# WHAT THE EXERCISE ASKS
Please echo the listing below verbatim, starting with the line that contains "Point out the wood plank" and going on through the line that contains "[(591, 127), (82, 139)]".

#### MATERIAL ####

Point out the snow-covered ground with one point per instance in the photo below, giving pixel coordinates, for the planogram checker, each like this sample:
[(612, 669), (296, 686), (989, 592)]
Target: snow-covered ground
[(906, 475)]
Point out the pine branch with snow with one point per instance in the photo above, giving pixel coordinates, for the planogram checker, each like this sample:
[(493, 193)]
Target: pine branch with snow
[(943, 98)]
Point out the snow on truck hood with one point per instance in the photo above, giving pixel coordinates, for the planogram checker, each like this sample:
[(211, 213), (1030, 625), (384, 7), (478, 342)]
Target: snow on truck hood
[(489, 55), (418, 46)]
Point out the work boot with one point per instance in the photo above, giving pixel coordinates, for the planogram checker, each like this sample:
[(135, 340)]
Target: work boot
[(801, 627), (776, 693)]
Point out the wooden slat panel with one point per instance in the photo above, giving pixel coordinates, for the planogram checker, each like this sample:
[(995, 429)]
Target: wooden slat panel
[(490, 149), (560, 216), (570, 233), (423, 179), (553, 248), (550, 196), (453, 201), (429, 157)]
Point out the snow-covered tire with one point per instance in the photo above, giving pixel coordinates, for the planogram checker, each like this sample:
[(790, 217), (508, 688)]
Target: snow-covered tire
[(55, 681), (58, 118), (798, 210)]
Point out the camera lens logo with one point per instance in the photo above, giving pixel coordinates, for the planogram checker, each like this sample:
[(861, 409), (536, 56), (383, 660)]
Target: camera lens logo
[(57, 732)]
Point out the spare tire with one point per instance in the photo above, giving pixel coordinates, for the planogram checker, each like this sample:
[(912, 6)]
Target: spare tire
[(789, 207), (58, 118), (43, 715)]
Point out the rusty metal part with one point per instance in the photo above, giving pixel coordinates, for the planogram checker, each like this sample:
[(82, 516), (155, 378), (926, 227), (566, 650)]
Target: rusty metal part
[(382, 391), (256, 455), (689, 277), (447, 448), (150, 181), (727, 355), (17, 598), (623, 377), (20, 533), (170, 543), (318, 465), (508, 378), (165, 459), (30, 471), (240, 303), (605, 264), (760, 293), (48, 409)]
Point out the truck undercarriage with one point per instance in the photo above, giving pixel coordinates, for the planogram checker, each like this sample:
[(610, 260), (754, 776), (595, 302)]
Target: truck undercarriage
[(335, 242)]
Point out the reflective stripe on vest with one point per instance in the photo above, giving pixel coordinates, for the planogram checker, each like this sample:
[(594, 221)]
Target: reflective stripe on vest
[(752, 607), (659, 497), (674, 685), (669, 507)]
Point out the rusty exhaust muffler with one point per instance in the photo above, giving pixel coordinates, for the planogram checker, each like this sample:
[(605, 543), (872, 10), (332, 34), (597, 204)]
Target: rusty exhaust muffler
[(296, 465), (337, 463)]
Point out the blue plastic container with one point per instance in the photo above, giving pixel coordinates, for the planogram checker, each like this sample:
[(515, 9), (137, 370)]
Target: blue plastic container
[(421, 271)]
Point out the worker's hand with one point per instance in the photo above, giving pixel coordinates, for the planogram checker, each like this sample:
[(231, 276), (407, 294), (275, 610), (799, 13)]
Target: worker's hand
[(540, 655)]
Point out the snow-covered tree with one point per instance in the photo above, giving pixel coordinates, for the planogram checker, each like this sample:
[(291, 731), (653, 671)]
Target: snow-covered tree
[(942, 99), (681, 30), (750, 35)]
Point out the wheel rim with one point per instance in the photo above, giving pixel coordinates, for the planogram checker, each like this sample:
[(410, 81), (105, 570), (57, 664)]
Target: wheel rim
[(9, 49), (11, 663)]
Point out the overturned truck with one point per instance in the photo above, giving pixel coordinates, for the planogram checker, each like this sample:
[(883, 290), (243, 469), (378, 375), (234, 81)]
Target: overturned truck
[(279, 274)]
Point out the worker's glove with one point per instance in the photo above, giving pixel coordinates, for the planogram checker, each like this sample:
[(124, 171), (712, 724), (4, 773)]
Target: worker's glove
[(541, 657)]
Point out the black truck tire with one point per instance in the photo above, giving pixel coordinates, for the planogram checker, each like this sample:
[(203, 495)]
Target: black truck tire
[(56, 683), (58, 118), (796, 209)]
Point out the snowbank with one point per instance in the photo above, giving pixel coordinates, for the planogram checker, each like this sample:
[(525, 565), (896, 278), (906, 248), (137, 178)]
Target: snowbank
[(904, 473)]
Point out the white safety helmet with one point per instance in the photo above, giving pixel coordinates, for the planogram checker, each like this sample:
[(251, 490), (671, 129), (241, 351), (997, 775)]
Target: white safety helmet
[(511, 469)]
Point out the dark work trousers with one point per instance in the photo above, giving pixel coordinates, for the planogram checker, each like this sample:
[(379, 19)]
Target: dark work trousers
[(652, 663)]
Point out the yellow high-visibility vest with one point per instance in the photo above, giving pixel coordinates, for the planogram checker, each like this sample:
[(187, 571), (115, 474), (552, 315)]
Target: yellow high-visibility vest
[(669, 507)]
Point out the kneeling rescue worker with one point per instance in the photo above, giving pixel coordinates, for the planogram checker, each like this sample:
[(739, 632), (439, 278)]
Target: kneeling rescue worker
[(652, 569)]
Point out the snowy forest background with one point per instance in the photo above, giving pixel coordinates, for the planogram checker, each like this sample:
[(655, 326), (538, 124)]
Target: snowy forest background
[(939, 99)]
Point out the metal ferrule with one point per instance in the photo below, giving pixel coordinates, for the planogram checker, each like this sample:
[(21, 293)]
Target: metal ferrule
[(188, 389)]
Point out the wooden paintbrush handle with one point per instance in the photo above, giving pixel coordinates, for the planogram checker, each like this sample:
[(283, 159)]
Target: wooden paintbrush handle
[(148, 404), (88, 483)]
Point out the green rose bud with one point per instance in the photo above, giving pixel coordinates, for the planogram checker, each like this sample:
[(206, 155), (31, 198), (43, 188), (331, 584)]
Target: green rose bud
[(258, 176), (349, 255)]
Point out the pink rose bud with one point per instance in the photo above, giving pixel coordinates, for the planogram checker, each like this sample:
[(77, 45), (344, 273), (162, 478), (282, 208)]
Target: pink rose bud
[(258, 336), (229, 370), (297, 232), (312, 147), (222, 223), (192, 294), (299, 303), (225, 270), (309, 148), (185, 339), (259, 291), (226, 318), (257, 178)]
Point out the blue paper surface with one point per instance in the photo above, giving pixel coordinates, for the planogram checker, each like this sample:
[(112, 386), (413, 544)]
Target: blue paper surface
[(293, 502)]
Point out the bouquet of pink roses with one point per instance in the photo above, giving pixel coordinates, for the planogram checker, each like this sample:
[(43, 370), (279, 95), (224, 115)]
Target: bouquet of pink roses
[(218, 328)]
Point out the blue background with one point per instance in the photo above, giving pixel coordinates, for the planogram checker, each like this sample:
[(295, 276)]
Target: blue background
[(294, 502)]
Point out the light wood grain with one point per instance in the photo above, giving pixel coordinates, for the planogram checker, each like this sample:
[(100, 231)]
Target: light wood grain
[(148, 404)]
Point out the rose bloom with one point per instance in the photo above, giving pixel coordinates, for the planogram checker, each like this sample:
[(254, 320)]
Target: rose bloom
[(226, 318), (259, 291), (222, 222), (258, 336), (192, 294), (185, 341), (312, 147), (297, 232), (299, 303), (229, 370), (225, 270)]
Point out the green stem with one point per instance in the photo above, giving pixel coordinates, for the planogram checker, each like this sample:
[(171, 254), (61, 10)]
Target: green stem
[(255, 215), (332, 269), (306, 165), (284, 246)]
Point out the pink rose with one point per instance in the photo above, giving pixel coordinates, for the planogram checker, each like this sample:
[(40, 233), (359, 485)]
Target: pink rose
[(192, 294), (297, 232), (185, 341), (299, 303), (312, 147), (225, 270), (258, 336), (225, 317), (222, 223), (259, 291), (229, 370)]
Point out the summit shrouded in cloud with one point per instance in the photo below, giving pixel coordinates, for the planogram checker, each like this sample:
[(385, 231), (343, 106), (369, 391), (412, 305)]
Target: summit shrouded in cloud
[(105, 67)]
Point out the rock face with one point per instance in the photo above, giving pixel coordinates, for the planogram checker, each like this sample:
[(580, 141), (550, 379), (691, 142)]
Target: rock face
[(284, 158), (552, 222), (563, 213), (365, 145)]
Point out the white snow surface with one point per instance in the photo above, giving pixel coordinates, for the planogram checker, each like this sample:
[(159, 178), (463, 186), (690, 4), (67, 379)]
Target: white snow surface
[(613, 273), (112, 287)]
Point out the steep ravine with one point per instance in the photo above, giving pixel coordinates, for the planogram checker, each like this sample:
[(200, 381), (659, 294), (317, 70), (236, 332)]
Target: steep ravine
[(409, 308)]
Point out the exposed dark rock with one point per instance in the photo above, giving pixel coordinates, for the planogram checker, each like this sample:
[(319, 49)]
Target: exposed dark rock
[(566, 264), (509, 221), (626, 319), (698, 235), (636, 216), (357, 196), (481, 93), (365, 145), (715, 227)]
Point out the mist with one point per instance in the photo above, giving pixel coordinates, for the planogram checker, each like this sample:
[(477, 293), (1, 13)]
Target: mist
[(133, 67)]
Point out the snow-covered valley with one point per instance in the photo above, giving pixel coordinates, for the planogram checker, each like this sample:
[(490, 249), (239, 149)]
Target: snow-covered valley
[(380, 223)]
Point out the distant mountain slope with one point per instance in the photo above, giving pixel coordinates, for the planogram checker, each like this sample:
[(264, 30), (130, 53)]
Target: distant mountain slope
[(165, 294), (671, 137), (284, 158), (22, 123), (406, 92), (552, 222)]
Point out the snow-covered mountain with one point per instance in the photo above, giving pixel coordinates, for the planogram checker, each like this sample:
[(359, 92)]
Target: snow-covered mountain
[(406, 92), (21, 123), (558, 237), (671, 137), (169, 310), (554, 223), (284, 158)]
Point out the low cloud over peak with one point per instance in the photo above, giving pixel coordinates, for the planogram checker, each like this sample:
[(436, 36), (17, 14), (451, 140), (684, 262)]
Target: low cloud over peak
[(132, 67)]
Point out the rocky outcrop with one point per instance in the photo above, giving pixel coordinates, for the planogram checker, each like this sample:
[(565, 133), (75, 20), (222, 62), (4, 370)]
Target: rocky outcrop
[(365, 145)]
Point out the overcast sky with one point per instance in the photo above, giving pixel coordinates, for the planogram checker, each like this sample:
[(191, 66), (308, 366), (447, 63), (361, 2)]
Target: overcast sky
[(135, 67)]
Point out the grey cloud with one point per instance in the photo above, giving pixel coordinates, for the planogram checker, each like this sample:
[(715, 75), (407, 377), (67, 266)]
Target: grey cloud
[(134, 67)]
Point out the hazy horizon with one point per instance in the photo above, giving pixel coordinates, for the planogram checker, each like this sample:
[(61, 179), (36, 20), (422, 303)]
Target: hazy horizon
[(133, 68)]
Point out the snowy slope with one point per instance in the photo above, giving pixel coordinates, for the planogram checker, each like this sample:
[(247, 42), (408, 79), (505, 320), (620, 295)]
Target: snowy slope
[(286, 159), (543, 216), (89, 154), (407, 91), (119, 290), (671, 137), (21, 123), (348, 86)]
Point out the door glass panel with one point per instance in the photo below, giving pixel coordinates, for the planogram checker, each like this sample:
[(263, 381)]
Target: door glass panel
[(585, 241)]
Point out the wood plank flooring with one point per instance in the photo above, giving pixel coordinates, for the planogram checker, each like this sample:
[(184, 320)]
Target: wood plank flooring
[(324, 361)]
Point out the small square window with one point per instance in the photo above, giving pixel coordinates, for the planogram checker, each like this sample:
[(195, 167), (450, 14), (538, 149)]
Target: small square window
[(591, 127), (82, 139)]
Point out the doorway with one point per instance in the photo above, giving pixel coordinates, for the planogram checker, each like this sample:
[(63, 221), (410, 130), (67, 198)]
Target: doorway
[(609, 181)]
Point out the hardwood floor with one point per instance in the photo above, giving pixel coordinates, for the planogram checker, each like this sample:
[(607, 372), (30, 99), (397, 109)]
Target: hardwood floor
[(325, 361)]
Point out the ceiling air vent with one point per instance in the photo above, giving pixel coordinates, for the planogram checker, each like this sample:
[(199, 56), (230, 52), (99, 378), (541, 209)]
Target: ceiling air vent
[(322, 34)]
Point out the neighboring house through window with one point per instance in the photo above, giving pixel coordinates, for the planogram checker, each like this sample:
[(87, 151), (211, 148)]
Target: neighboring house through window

####

# OUTPUT OF THE TASK
Point out the wood plank flooring with one point per instance in the photo above, giving pixel coordinates, for the planogram checker, each like this sample:
[(184, 320)]
Target: wood plank flooring
[(324, 361)]
Point out the small square window with one point per instance in the photo above, giving pixel coordinates, for the planogram checker, each like this sample:
[(195, 167), (450, 14), (538, 149)]
Target: small square window
[(591, 127), (82, 139)]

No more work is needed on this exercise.